*GOAL OF THE EXERCISE*. Could you repeat the stretch of entries from the line containing "Point to the dirt" through the line containing "x=271, y=129", swapping "house roof" for "garage roof" and changing nothing else?

*TASK DATA*.
•••••

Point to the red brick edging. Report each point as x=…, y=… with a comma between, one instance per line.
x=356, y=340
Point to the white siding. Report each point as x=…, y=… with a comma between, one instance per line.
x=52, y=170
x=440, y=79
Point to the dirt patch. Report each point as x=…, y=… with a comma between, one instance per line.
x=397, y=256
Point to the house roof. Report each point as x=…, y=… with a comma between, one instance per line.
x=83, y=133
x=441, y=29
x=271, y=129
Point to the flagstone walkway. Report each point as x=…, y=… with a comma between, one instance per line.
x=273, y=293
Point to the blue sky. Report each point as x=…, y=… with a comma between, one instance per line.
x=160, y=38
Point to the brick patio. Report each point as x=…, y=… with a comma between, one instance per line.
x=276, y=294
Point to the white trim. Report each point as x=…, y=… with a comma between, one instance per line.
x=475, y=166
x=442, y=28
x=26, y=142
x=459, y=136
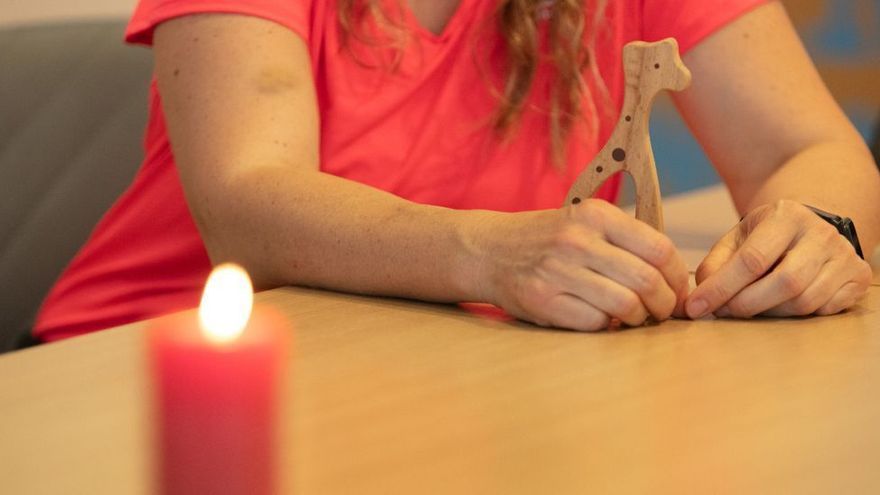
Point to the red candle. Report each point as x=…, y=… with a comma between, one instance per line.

•••••

*ANSWER TO THIS PROBLEM*.
Point to the dirt patch. Report each point as x=…, y=… with a comma between, one instance per line.
x=397, y=256
Point to the garage roof. Report each point as x=…, y=… with a comma between, one instance per line.
x=83, y=133
x=441, y=29
x=271, y=129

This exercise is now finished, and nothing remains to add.